• The task: Count the lines in the records below that contain the string "innermost". Case counts. Reply with the number alone.

• The input:
* * *

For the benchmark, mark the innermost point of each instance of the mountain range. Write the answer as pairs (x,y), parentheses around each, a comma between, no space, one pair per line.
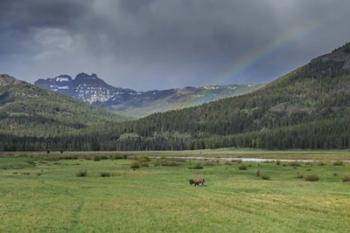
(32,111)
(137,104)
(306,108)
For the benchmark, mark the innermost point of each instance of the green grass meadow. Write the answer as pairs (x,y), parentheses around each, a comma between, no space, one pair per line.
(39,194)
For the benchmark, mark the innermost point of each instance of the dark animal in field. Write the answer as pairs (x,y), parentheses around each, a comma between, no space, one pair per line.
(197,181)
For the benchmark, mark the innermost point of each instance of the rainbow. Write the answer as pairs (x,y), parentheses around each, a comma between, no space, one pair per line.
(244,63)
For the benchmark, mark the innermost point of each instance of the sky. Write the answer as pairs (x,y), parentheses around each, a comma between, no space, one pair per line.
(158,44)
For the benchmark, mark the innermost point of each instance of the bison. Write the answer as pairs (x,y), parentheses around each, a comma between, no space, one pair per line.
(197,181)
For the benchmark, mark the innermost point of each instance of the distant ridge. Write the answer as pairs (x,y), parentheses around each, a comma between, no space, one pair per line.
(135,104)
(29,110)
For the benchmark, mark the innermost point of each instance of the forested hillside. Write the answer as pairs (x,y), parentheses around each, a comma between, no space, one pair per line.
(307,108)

* * *

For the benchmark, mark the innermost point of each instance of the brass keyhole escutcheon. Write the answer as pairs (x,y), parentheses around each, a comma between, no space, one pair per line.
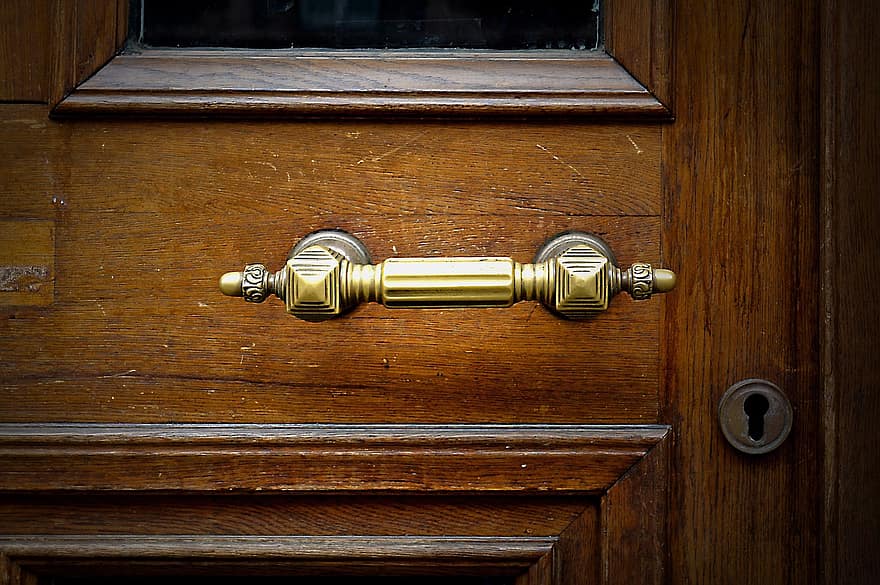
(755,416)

* * *

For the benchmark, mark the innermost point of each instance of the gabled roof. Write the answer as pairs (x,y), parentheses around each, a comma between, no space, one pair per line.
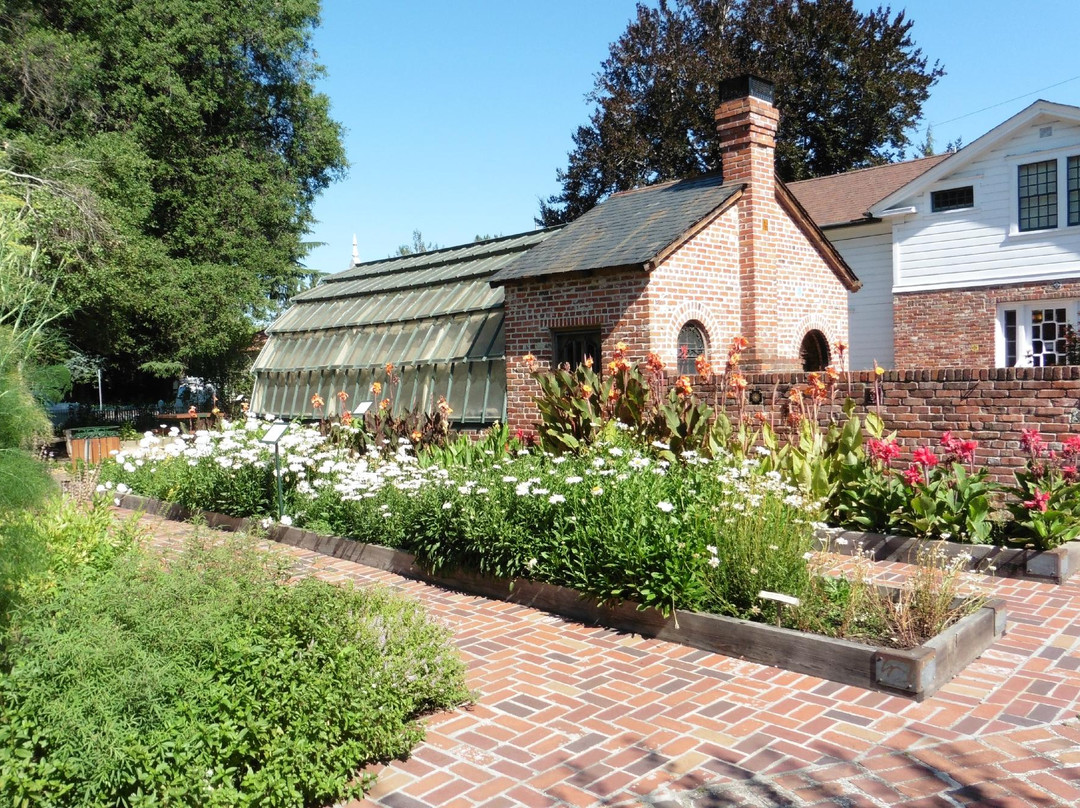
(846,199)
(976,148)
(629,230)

* * *

• Completed task: 10